● **Exercise requirements**:
[A] In the route-to-Sicily thread below, which place does eddied describe as having cheap fuel?
[B] Repeat the route-to-Sicily thread below between "# Route to Sicily" and "it that far!", inclusive.
[C] Carry on the route-to-Sicily thread below from the point where it stops.

● **Text**:
-- -- --

# Route to Sicily



## swallow (Dec 19, 2007)

Hi we are off to sicily for winter never been before, leave sat. 30th had intended to travel down south france and coast road into italy but the diesel problems have thrown a spanner into the works! may now have to go via germany. Anyone any suggestions, ideas? we do not like tunnels much and hate the snow! what about col de larche, colle della maddalena this time of year? thats saying we can make it that far!


----------



## clive1821 (Mar 27, 2010)

yep i'm going twice first one to Roma over christmas and second time to Sicily from the first week in feb... was thinking (you dont like tunnels) callias, brussels, Lx, the south to strasbourg, mulhouse, basel to milano and genova roma on the coast then onto napoli and onward to the ferry to sicily..... or more direct throug france, callias, rouen, tours, clermount ferrand, lyon, torino, genova etc.... the first route misses a lot of the french tolls..... yes you hit one or two but thats fine for me... i'm a cat 4 for the french tolls and it gets very expensive... just my view and there are plenty of others with a welth of experence to go by as well....


----------



## eddied (May 9, 2005)

Ciao, if I were to drive from UK to Sicily, had fuel concerns, wanted to save on tolls, and didn't like tunnels, I would be going
Calais - Dunkirk - Lille - Tournai - Mons - Namur - Arlon (fuel stops galore in Belgium) - Luxembourg cheap fuel - Thionville - Metz - Strasbourg - Basel. Here I personally would go Basel - Luzern - Gothard Tunnel - Bellinzona - Chiasso/Como and on to Milano; but you can go Basel - Zurich - Chur - San Bernardino Pass - Bellinzona etc.

-- -- --

● **Information provided**:
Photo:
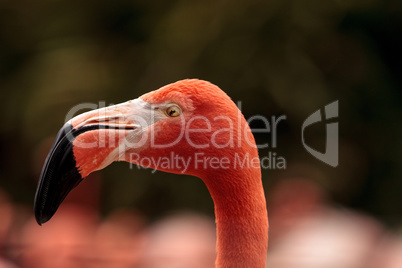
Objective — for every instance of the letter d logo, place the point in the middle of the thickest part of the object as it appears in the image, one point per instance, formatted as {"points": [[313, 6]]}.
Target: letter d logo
{"points": [[331, 147]]}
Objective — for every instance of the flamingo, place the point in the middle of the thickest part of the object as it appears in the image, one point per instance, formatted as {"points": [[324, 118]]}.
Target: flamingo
{"points": [[190, 120]]}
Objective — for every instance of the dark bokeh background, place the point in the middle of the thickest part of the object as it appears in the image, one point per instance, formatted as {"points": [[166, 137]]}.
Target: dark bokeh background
{"points": [[276, 57]]}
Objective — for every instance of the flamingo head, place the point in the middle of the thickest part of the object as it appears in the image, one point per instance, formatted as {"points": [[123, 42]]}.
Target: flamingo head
{"points": [[172, 122]]}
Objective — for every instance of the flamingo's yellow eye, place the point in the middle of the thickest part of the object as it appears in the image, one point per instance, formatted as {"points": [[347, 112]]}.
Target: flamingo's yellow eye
{"points": [[173, 111]]}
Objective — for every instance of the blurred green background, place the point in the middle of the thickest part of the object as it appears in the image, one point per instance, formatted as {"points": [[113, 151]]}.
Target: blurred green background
{"points": [[276, 57]]}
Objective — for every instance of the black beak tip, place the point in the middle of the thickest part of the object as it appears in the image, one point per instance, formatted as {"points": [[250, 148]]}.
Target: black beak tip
{"points": [[59, 176]]}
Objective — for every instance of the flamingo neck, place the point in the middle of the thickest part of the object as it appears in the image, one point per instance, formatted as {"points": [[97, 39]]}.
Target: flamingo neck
{"points": [[241, 218]]}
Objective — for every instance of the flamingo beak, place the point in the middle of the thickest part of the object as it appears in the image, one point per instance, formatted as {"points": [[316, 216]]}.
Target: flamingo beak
{"points": [[86, 143]]}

-- -- --

● **Answers per task**:
[A] Luxembourg

[B]
# Route to Sicily



## swallow (Dec 19, 2007)

Hi we are off to sicily for winter never been before, leave sat. 30th had intended to travel down south france and coast road into italy but the diesel problems have thrown a spanner into the works! may now have to go via germany. Anyone any suggestions, ideas? we do not like tunnels much and hate the snow! what about col de larche, colle della maddalena this time of year? thats saying we can make it that far!

[C]
In Italy I would be driving all the way down the A1 from Milano to Caserta, then the A30 to Salerno, and then the A3 Salerno - Villa San Giovanni; and ferry Villa San Giovanni - Messina.
If on the other hand if I had ferries booked it would be either Como - Milano - Genova; or Como - Milano - Parma, and then Parma - La Spezia - Livorno.

I can't see any sense or convenience in other routes.
saluti,
eddied
p.s. heavy traffic in Italy 1 & 2 novembre, public holidays - all saints and all souls days.


----------



## Italia (Apr 19, 2009)

Just one word of warning. Simplon Pass closed today due to weather conditions. Its snowing like bu**ery! They usually clear it pretty quick as it is the only tunnel free link to the Brig side. But make sure you have Snow Chains or are prepared to sit out the weather.


----------



## MyGalSal (Dec 8, 2008)

Ciao Eddied

Slight diversion from topic: We have thought about Sicily for winter - can't do it this year as new grandaughter expected in January in Barcelona. However, next year! What is the weather generally like from Nov - March.

Grazie Tanto

Sal


----------



## hmh (Jun 25, 2008)

*Route to Sicily - fuel shortages in France*

Apparently you can find out where there are garages with fuel on the following site which links you to a Forum . . .

http://www.automoto.fr/actualite-au...essence-en-france-voici-la-carte-6106678.html

We haven't really any problem here, a small town in Correze - French tv news suggests about 25% of filling stations nationwide are dry, especially around Paris and in the West - but the situation is said to be improving.

Helen


----------



## exmusso (Jun 18, 2006)

*Journey to Sicily*

Hi,

Unless you wish to visit Rome, Pompeii, Florence, Pisa etc, you could catch the ferry from Genoa to Palermo in Sicily.

We drove all the way late November, early December and after driving from Scotland, found the roads South from Rome very tiresome with loads of roadworks with speed limits of 50kph for long stretches.
The constant rumbling passing over the expansion strips on the suspended roads was driving me nuts.

After staying in Sicily for 2+ months over Xmas and New Year, I checked out the ferries and chose Palermo - Genoa.
Crossing was around 18 hours. Various deals available on internet.

Cheers,
Alan


----------



## eddied (May 9, 2005)

*Sicily in winter*

 Ciao Sal, well Sicily is not the Costa del Sol for winter weather.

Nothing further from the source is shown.